• **EXCERPT TO READ**
-.-.-

In my judgment, as at 8 December Aon were aware of a loss which was material to be disclosed to any prospective Cover Underwriter or Reinsurer. I reject the submission that Aon had that knowledge as from 1 December 1998. At that date there were simply two newspaper cuttings and although there may have been telephone calls there was nothing sufficiently concrete to ‘go on’ to require disclosure in the context of the broke. Until there was some hard factual material, such as a loss adjuster’s report and estimate, whether the insurance written to the Cover for the 1998 year was going to be hit was unknown. The un-contradicted evidence of Mr Outhwaite and Mr Holmes was clear on this point and I unhesitatingly accept it.”

Submissions

28.

It will be seen that in the above paragraph the judge recorded that Mr Holmes and Mr Outhwaite’s evidence was un-contradicted. That was challenged by Mr Gruder, but supported by Mr Leggatt. Mr Gruder also relied on the fact that the judge when refusing permission to appeal on this point suggested that the above experts had not even been cross-examined on the point.

-.-.-

• **RAW DATA**
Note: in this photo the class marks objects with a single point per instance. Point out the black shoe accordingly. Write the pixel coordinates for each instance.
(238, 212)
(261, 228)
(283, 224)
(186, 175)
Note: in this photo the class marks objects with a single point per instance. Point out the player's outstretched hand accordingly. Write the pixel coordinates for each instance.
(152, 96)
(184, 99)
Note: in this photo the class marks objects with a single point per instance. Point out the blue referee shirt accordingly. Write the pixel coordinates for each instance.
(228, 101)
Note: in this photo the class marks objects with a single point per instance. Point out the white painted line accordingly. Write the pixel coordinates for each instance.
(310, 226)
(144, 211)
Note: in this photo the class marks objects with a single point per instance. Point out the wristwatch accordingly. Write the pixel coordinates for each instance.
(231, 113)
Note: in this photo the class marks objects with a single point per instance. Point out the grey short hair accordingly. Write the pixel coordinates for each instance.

-.-.-

• **EXERCISE TASKS**
1) Can you restate the paragraph of the judgment excerpt that begins "It will be seen that" as a short bulleted list that keeps its main facts?
2) What is the Spanish translation of this sentence from the judgment excerpt: "I reject the submission that Aon had that knowledge as from 1 December 1998."
3) Which people does the judgment excerpt name with the title "Mr"? List every one.
Work only from the judgment excerpt; the entries play no part in these tasks.

• **THE REPLIES**
1)
- The judge recorded that the evidence of Mr Holmes and Mr Outhwaite was un-contradicted.
- Mr Gruder challenged that finding, and Mr Leggatt supported it.
- Mr Gruder also relied on the judge's suggestion, made when refusing permission to appeal on this point, that these experts had not even been cross-examined on it.

2) Rechazo el argumento de que Aon tenía ese conocimiento a partir del 1 de diciembre de 1998.

3)
- Mr Outhwaite
- Mr Holmes
- Mr Gruder
- Mr Leggatt